▶ **Aim of the task**: Reproduce every one of the following rows verbatim, with no character added, dropped, or changed.
********
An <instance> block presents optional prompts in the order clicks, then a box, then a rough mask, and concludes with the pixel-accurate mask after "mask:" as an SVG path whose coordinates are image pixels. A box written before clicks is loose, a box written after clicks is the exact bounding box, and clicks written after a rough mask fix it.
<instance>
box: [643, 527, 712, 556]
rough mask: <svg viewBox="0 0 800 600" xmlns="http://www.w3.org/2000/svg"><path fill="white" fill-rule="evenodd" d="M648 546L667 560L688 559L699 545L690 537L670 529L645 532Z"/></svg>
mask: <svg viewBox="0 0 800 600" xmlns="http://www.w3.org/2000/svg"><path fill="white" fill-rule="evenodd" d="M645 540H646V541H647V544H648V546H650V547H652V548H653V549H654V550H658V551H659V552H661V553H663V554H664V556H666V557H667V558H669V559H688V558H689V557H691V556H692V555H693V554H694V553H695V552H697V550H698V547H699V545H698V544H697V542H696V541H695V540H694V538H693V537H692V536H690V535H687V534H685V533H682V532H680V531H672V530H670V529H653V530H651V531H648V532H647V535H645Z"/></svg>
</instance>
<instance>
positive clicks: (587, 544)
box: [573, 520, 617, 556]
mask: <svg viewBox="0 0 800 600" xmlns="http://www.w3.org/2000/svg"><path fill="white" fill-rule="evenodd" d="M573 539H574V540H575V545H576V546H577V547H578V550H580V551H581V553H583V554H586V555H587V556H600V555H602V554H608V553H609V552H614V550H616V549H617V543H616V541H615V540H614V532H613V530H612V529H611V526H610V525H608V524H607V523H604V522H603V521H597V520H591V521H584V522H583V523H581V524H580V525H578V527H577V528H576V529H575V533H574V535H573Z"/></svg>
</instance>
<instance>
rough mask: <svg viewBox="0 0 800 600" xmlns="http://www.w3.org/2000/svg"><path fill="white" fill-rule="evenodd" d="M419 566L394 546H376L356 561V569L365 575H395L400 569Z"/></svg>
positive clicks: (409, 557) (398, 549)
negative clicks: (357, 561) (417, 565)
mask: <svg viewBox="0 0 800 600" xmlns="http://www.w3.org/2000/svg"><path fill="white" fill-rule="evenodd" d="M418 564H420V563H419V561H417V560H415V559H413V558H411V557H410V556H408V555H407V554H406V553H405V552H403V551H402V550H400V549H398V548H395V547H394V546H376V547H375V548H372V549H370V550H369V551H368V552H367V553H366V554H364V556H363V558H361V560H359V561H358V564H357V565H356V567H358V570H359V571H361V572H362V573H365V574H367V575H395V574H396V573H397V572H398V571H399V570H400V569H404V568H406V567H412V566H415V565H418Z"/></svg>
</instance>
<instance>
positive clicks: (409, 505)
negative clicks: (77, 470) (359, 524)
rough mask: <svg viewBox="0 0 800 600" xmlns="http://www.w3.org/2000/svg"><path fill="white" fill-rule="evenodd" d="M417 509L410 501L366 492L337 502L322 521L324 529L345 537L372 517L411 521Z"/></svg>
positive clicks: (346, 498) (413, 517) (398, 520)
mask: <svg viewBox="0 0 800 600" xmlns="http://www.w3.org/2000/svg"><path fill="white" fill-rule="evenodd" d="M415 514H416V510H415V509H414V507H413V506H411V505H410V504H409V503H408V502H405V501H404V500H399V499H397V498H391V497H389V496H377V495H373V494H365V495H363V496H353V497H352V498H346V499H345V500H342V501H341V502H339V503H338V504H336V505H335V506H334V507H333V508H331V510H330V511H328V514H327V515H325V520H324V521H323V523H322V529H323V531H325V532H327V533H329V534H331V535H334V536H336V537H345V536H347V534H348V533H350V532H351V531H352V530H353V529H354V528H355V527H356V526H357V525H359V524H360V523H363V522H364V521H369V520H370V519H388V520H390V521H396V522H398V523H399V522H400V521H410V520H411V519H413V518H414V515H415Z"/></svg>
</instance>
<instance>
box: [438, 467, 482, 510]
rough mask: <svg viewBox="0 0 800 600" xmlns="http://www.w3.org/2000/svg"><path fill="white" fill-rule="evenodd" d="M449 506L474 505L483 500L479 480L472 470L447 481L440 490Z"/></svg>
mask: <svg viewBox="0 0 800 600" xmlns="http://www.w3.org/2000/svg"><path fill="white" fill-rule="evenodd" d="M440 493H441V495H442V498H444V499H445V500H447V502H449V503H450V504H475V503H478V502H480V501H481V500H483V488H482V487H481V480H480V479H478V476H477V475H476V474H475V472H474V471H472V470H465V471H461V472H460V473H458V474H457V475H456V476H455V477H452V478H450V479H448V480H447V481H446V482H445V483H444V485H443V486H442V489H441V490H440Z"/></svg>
********
▶ **Response box**:
An <instance> block presents optional prompts in the order clicks, then a box, then a rough mask, and concludes with the pixel-accurate mask after "mask:" as an SVG path whose coordinates are image pixels. A box written before clicks is loose, a box written after clicks is the exact bounding box, and clicks written after a rough mask fix it.
<instance>
box: [643, 527, 712, 556]
rough mask: <svg viewBox="0 0 800 600" xmlns="http://www.w3.org/2000/svg"><path fill="white" fill-rule="evenodd" d="M648 546L667 560L688 559L699 545L690 537L670 529L645 532Z"/></svg>
mask: <svg viewBox="0 0 800 600" xmlns="http://www.w3.org/2000/svg"><path fill="white" fill-rule="evenodd" d="M645 540H646V541H647V544H648V546H650V547H652V548H653V549H654V550H658V551H659V552H661V553H663V554H664V556H666V557H667V558H669V559H688V558H689V557H691V556H692V555H693V554H694V553H695V552H697V550H698V547H699V545H698V544H697V542H696V541H695V540H694V538H693V537H692V536H690V535H687V534H685V533H682V532H680V531H672V530H670V529H653V530H651V531H648V532H647V535H645Z"/></svg>
</instance>
<instance>
positive clicks: (587, 544)
box: [573, 520, 617, 556]
mask: <svg viewBox="0 0 800 600" xmlns="http://www.w3.org/2000/svg"><path fill="white" fill-rule="evenodd" d="M573 539H574V540H575V545H576V546H577V547H578V550H580V551H581V553H583V554H586V555H587V556H600V555H602V554H608V553H609V552H614V550H616V549H617V543H616V541H615V540H614V532H613V530H612V529H611V526H610V525H608V524H607V523H604V522H603V521H597V520H591V521H584V522H583V523H581V524H580V525H578V527H577V528H576V529H575V533H574V535H573Z"/></svg>
</instance>
<instance>
rough mask: <svg viewBox="0 0 800 600" xmlns="http://www.w3.org/2000/svg"><path fill="white" fill-rule="evenodd" d="M419 566L394 546H376L356 561V569L365 575H395L400 569Z"/></svg>
positive clicks: (409, 557) (398, 549)
negative clicks: (357, 561) (417, 565)
mask: <svg viewBox="0 0 800 600" xmlns="http://www.w3.org/2000/svg"><path fill="white" fill-rule="evenodd" d="M418 564H420V563H419V561H417V560H415V559H413V558H411V557H410V556H408V555H407V554H406V553H405V552H403V551H402V550H400V549H398V548H395V547H394V546H376V547H375V548H372V549H370V550H369V551H368V552H367V553H366V554H364V556H363V558H361V560H359V561H358V564H357V565H356V567H358V570H359V571H361V572H362V573H365V574H367V575H395V574H396V573H397V572H398V571H399V570H400V569H404V568H406V567H412V566H415V565H418Z"/></svg>
</instance>
<instance>
positive clicks: (409, 505)
negative clicks: (77, 470) (359, 524)
rough mask: <svg viewBox="0 0 800 600" xmlns="http://www.w3.org/2000/svg"><path fill="white" fill-rule="evenodd" d="M417 509L410 501L366 492L337 502L322 521L324 529L345 537L372 517L411 521Z"/></svg>
positive clicks: (346, 498) (413, 517) (398, 520)
mask: <svg viewBox="0 0 800 600" xmlns="http://www.w3.org/2000/svg"><path fill="white" fill-rule="evenodd" d="M415 514H416V510H415V509H414V507H413V506H411V505H410V504H409V503H408V502H405V501H404V500H399V499H397V498H391V497H389V496H377V495H373V494H365V495H363V496H353V497H352V498H346V499H345V500H342V501H341V502H339V503H338V504H336V505H335V506H334V507H333V508H331V510H330V511H328V514H327V515H325V520H324V521H323V523H322V529H323V531H325V532H327V533H329V534H331V535H334V536H336V537H345V536H347V534H348V533H350V532H351V531H352V530H353V529H354V528H355V527H356V526H357V525H359V524H360V523H363V522H364V521H369V520H370V519H388V520H390V521H396V522H398V523H399V522H400V521H410V520H411V519H413V518H414V515H415Z"/></svg>
</instance>
<instance>
box: [438, 467, 482, 510]
rough mask: <svg viewBox="0 0 800 600" xmlns="http://www.w3.org/2000/svg"><path fill="white" fill-rule="evenodd" d="M449 506L474 505L483 500L479 480L472 470L447 481L440 490Z"/></svg>
mask: <svg viewBox="0 0 800 600" xmlns="http://www.w3.org/2000/svg"><path fill="white" fill-rule="evenodd" d="M440 493H441V495H442V498H444V499H445V500H447V502H449V503H450V504H475V503H478V502H480V501H481V500H483V488H482V487H481V480H480V479H478V476H477V475H476V474H475V472H474V471H472V470H465V471H461V472H460V473H458V474H457V475H456V476H455V477H452V478H450V479H448V480H447V481H446V482H445V483H444V485H443V486H442V489H441V490H440Z"/></svg>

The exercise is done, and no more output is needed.